━━ Listed entries ━━

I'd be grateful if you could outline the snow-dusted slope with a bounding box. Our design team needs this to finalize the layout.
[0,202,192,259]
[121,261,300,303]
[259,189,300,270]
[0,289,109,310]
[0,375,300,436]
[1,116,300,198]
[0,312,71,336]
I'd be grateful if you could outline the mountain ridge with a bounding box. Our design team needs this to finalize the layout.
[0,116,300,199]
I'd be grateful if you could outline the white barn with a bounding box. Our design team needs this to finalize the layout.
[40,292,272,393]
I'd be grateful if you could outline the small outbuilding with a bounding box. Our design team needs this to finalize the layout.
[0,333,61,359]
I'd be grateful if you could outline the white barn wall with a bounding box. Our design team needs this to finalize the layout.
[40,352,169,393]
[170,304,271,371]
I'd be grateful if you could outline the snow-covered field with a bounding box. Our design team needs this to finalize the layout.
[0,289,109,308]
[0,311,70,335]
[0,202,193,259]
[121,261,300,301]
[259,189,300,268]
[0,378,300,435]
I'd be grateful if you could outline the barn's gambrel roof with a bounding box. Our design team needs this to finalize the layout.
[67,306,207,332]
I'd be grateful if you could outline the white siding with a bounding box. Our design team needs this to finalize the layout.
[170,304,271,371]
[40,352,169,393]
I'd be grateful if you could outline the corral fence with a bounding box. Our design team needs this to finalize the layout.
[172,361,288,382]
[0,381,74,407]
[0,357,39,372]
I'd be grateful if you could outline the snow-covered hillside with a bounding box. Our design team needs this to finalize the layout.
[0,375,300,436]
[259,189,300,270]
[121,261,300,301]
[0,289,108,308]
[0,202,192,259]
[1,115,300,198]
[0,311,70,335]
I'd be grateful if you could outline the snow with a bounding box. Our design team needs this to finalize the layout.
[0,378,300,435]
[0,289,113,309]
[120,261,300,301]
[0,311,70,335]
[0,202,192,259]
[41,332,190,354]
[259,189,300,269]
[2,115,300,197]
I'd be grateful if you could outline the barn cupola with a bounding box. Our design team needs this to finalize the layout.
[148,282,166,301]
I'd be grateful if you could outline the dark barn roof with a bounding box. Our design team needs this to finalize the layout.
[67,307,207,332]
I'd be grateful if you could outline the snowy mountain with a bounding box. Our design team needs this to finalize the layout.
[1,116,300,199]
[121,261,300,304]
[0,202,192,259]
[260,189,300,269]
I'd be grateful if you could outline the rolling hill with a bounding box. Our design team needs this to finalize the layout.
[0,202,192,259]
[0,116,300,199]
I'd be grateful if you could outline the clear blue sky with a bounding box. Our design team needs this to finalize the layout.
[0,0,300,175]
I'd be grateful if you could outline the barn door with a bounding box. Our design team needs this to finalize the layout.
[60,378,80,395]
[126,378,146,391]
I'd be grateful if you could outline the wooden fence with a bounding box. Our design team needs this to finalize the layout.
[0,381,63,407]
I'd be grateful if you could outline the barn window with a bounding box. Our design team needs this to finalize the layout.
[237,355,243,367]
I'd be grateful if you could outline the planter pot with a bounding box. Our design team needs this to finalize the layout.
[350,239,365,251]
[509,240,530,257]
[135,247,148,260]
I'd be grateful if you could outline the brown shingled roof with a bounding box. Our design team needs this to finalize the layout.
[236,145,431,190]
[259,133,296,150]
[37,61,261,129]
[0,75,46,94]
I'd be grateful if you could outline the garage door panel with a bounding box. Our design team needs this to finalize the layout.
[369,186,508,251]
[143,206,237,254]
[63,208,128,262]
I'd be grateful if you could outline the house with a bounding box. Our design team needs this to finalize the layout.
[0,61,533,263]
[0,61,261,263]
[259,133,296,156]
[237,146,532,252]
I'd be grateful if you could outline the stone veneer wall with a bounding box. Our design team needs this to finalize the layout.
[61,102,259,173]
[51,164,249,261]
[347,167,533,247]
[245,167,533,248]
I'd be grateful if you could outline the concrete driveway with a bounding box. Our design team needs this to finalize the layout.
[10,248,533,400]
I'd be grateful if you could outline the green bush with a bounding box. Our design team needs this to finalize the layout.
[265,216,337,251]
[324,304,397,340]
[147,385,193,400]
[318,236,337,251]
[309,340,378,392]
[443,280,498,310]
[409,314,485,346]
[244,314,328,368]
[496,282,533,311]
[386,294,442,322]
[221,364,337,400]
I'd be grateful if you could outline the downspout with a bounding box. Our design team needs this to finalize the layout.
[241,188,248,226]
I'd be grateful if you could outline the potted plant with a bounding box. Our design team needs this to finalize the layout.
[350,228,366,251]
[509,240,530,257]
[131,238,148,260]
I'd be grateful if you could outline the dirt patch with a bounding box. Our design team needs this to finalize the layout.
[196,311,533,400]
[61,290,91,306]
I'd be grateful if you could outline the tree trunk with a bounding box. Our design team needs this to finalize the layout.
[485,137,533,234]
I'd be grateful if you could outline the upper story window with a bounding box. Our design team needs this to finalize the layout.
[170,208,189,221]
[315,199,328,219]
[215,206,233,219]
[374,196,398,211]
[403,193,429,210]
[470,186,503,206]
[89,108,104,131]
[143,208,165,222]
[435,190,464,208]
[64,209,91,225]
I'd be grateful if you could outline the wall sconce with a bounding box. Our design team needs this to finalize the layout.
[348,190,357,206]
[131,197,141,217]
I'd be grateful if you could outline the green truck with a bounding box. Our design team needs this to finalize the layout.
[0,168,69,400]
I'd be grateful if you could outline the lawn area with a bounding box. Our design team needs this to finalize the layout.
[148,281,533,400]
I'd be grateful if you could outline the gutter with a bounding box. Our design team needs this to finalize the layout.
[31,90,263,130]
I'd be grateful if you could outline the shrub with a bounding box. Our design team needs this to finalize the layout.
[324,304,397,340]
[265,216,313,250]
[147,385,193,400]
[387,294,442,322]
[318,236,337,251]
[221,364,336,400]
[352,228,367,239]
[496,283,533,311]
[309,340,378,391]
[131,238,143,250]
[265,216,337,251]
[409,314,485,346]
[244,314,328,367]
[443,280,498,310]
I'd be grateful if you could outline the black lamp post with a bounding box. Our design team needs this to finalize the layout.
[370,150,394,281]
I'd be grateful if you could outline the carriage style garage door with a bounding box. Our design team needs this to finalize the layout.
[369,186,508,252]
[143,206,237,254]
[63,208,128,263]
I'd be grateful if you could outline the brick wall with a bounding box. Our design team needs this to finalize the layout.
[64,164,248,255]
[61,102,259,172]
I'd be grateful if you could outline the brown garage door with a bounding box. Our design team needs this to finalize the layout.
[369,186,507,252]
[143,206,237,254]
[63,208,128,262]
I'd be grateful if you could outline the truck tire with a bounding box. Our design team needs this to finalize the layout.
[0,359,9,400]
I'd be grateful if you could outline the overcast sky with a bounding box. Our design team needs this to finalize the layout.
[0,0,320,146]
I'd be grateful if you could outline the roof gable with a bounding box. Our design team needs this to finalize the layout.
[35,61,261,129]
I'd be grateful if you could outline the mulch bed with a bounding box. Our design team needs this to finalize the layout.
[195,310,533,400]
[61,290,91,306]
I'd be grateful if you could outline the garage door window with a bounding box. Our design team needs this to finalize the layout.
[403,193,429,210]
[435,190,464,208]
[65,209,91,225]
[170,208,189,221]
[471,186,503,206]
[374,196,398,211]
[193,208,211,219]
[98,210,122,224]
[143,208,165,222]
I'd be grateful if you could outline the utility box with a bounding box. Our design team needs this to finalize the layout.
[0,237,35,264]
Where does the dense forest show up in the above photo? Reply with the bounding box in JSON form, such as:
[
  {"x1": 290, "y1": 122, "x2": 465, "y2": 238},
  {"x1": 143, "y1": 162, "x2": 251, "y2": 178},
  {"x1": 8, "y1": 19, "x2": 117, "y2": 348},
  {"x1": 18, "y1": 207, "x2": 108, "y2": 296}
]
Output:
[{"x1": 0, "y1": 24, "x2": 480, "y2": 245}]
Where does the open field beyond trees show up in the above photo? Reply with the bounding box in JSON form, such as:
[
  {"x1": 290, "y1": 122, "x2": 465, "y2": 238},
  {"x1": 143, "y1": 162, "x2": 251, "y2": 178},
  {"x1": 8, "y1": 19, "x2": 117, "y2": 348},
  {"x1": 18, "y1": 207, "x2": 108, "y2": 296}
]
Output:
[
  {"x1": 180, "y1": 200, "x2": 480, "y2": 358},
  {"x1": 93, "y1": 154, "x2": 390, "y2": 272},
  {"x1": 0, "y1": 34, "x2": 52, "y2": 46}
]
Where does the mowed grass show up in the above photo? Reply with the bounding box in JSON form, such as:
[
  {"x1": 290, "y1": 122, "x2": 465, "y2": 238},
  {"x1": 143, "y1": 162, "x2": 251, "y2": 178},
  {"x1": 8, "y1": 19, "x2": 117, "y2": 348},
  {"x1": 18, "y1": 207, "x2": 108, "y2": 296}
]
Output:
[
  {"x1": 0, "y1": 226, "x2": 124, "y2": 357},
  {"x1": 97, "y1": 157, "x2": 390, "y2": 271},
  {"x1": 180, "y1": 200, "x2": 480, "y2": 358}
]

━━━

Exercise brief:
Could you copy the lines above word for word, beginning with the line that contains "I'd be grateful if you could outline the concrete" and ending after the line that contains "[148,281,533,400]"?

Task output:
I'd be grateful if you could outline the concrete driveway with a bounding box. Our design team needs this to finalize the layout.
[10,248,533,400]
I'd be grateful if you could outline the green bush with a bounding box. Our design team needs this to finalize the layout.
[265,216,337,251]
[324,304,397,340]
[147,385,193,400]
[318,236,337,251]
[309,340,378,392]
[443,280,498,310]
[409,314,485,346]
[244,314,328,368]
[496,282,533,311]
[386,294,442,322]
[221,364,337,400]
I'd be grateful if you could outline the downspout with a bounding box. Our design team needs this to finalize the layout.
[241,188,248,226]
I'd be grateful if you could outline the potted plant with a bounding box. Our design team needs this to finalize the layout.
[350,228,366,251]
[509,240,530,257]
[131,238,148,260]
I'd be grateful if you could outline the dirt patch with a bounding box. Our design team needs this to finalize the layout.
[196,311,533,400]
[61,290,91,306]
I'd be grateful if you could outline the tree trunk with a bounding box. Our design team needs this to finalize the layout.
[485,137,533,234]
I'd be grateful if you could outline the upper story window with a bounding box. Our design team needs this to finalize the layout.
[170,208,189,221]
[315,199,328,219]
[215,206,233,219]
[374,196,398,211]
[403,193,429,210]
[470,186,503,206]
[89,108,104,131]
[143,208,165,222]
[435,190,464,208]
[64,209,91,225]
I'd be grateful if you could outline the wall sconce with a bounding box. Our design team needs this to finalize the layout.
[348,190,357,206]
[131,197,141,217]
I'd be grateful if you could outline the green truck with a bounding box. Our design team needs this to finalize the layout.
[0,168,69,400]
I'd be grateful if you could outline the lawn area with a bounding box. Our design team needs this to finalize the layout.
[148,281,533,400]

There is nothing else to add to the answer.